Transcribe the entries below exactly.

(Recorded data)
** Start **

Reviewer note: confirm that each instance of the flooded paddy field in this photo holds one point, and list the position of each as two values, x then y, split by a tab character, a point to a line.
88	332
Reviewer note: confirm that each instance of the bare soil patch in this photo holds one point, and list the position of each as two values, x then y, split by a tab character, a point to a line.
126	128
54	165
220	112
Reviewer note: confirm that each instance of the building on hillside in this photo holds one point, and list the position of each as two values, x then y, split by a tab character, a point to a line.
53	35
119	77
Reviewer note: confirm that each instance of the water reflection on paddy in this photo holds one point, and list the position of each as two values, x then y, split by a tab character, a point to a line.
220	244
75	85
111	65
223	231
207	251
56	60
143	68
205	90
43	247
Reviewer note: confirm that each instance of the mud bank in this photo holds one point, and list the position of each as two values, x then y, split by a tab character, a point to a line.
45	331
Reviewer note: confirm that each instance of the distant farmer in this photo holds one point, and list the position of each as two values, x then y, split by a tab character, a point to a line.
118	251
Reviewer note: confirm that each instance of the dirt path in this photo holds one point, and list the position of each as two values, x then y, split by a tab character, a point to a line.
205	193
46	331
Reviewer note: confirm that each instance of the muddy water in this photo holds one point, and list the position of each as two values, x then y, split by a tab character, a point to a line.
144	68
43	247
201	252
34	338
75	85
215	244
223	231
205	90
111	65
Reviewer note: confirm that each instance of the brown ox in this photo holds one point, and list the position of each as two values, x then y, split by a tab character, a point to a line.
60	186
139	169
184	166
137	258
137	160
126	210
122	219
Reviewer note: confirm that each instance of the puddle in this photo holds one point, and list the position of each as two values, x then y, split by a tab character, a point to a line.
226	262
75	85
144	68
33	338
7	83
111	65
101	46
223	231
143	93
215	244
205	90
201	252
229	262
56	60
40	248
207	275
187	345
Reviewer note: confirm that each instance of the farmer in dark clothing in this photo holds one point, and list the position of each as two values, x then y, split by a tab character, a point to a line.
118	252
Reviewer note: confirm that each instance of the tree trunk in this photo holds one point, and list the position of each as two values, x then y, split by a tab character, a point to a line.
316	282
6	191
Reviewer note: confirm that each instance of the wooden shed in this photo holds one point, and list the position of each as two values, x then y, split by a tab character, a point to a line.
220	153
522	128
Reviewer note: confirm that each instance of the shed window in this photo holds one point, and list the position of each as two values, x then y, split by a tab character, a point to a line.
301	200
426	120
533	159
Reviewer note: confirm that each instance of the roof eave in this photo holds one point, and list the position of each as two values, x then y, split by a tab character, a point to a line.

** End **

Full output.
Reviewer note: confirm that each instance of the flooded paddy field in this photo holds one point, and list the position of each as two values, x then y, split by a tab character, a point to a line.
88	332
Reviewer note: confirm that each instance of the bare soil patch in this photo holds one point, and list the position of each as two values, x then y, split by a tab character, a point to a line.
126	128
54	165
220	112
Reviewer note: confirm that each instance of the building on hillside in this photo holds one point, and list the position of each as two values, x then y, split by a tab character, a point to a line.
53	35
119	77
Reviewer note: confirm that each instance of the water reflection on paddy in this photo holds one point, and list the position of each as two values, x then y, split by a tab character, a point to a line.
220	244
75	85
111	65
223	231
207	251
56	60
143	68
205	90
43	247
Reviewer note: confirm that each instance of the mud bank in this photo holds one point, and list the position of each as two values, x then y, split by a tab character, a point to a line.
45	331
Reviewer note: confirm that each instance of the distant farmer in this photo holds one point, and list the position of each as two values, x then y, split by a tab character, a point to a line.
118	251
Reviewer note: confirm that each instance of the dirt path in this photo holds one point, and list the position of each as two values, x then y, split by a tab character, a point to a line.
205	193
46	331
Reviewer note: confirm that each instance of the muddy water in this photo holds one point, and list the position of each as two values, x then y, split by a tab character, a point to a line.
144	68
43	247
201	252
34	338
75	85
215	244
223	231
205	90
111	65
Reviewer note: confirm that each instance of the brown ox in this photo holds one point, and list the position of each as two values, x then y, split by a tab character, a point to a line.
60	186
139	169
184	166
137	258
137	160
126	210
122	219
Reviewer note: confirm that each instance of the puddle in this photo holds one point, and list the position of each as two values, x then y, split by a tab character, a point to a line.
226	262
75	85
144	68
33	338
7	83
111	65
101	46
223	231
143	93
215	244
205	90
201	252
229	262
56	60
40	248
207	275
187	345
Reviewer note: confirm that each instance of the farmer in dark clothing in this photo holds one point, and list the position of each as two values, x then y, split by a tab character, a point to a line.
118	252
Reviewer note: confirm that each instance of the tree trunk in this photo holds one point, and list the position of each as two values, x then y, split by a tab character, a point to a line.
316	282
6	191
Reviewer note: confirm that each instance of the wooden shed in this photo holds one point, and list the position of each as two values, x then y, split by a tab character, a point to a line.
220	153
522	128
Reviewer note: confirm that each instance of the shed window in this photo holds one point, and list the position of each as two values, x then y, split by a tab character, a point to a line.
301	200
426	120
533	159
Reviewer note: confirm that each instance of the roof eave in this photo holds one point, and list the position of each as two values, x then y, split by a tab character, a point to a line.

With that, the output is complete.